▶ What to do: Every line from the one with "Objective — a point for each instance of the white" through the end of the records below should be restated word for word, and nothing outside that span.

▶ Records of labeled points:
begin

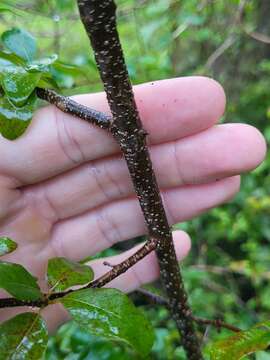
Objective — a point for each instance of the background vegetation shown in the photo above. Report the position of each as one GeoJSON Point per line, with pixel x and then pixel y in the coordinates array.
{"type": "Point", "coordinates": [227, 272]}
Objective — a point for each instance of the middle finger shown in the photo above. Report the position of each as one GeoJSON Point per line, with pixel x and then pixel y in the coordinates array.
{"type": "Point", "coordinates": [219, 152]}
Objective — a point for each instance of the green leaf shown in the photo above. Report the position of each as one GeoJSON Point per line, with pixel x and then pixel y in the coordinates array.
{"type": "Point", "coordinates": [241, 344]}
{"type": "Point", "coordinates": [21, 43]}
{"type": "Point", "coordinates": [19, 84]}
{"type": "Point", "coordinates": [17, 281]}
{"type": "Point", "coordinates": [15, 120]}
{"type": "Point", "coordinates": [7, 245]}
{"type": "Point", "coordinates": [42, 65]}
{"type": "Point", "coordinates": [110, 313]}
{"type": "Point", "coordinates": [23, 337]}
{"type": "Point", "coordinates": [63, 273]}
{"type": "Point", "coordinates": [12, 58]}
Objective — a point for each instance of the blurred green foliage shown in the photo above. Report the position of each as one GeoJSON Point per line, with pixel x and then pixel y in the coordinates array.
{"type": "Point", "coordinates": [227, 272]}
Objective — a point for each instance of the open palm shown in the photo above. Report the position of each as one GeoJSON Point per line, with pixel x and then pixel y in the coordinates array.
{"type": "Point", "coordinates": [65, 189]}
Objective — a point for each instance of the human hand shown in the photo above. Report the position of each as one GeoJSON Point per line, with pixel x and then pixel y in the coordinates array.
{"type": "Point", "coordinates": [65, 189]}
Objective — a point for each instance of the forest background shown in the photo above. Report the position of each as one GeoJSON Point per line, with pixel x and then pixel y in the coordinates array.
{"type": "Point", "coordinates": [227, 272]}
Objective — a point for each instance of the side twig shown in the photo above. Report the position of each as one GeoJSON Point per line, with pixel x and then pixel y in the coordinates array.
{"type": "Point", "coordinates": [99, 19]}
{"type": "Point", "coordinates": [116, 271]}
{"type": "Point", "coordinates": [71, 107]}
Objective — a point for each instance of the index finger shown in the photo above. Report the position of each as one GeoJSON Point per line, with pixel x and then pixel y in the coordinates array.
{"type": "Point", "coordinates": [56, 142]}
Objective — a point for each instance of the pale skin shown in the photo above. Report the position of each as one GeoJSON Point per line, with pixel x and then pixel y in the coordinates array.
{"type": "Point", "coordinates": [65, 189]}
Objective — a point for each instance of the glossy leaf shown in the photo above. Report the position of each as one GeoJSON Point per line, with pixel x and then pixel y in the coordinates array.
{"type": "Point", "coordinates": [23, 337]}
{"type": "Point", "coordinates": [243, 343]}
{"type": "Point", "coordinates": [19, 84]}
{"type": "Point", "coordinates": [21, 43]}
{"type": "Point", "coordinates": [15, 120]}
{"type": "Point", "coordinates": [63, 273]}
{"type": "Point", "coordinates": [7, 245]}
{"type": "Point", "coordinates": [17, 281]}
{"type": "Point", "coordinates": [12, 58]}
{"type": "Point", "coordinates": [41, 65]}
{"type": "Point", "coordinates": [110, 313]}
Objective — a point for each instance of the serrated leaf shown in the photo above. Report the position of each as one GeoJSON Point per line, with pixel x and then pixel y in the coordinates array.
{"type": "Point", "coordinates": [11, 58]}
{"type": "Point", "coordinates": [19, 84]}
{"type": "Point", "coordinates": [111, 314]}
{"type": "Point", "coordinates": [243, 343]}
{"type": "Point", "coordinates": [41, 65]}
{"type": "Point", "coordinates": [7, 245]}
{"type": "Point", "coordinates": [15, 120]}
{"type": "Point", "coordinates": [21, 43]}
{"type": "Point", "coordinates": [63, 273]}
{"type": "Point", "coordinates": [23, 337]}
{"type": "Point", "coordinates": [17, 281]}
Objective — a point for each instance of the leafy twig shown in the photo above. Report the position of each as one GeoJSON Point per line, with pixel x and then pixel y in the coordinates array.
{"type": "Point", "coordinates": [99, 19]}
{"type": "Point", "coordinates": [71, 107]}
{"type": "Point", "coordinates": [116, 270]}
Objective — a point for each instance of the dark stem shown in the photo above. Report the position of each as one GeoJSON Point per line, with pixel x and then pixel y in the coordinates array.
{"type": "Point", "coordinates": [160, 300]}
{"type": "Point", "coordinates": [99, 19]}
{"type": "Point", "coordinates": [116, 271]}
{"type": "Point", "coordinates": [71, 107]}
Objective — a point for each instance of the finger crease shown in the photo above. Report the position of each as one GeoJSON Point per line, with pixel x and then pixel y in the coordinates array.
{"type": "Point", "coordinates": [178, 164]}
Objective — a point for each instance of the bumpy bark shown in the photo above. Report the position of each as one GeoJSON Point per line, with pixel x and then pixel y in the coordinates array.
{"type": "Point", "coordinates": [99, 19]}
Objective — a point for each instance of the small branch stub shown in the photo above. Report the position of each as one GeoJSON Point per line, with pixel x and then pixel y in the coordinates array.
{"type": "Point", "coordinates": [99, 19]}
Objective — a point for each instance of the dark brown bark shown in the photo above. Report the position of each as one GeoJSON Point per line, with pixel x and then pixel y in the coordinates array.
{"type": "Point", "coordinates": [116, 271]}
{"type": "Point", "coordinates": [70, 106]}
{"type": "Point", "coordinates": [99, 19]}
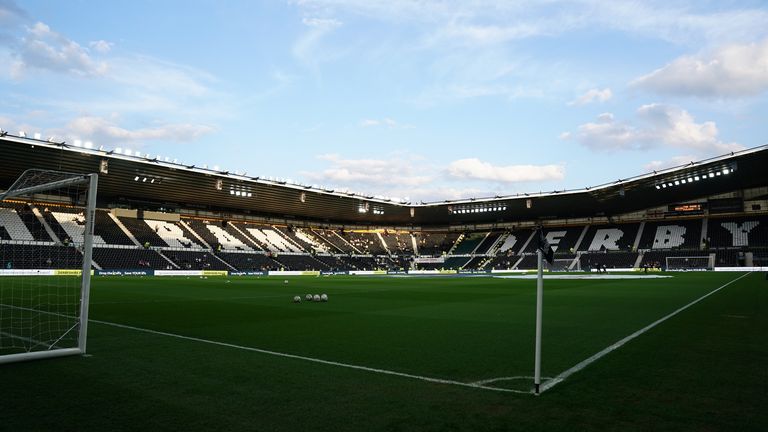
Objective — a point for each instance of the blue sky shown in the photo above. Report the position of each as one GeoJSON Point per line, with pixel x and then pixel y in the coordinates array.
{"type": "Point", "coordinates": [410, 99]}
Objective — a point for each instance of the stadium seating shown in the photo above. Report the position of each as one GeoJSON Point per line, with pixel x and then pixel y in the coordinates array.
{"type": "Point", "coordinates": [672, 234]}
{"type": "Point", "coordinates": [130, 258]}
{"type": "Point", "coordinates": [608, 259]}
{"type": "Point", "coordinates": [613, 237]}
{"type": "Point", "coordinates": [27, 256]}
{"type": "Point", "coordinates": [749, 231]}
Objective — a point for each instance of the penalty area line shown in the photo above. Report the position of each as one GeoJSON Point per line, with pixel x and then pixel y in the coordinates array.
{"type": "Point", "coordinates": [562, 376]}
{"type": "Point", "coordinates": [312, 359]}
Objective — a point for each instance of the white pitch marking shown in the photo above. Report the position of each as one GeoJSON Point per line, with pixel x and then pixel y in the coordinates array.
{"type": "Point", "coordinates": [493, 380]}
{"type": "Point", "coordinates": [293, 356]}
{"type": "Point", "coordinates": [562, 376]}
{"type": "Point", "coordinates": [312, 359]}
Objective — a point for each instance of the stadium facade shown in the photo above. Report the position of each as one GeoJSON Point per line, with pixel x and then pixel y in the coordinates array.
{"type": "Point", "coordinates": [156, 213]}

end

▶ Task output:
Objective — a point for each instance of the white pitch marking shown in the photo above. Report the position of each as one GeoJSON Point per line, with pixel x and then pixel y in the coordinates array.
{"type": "Point", "coordinates": [493, 380]}
{"type": "Point", "coordinates": [293, 356]}
{"type": "Point", "coordinates": [562, 376]}
{"type": "Point", "coordinates": [312, 359]}
Objective — a point for each instance of the stadium facade shown in the photo above. Report the position of each as one GeoJSON Point per line, with pixel x and then pixel y in the coordinates array.
{"type": "Point", "coordinates": [156, 213]}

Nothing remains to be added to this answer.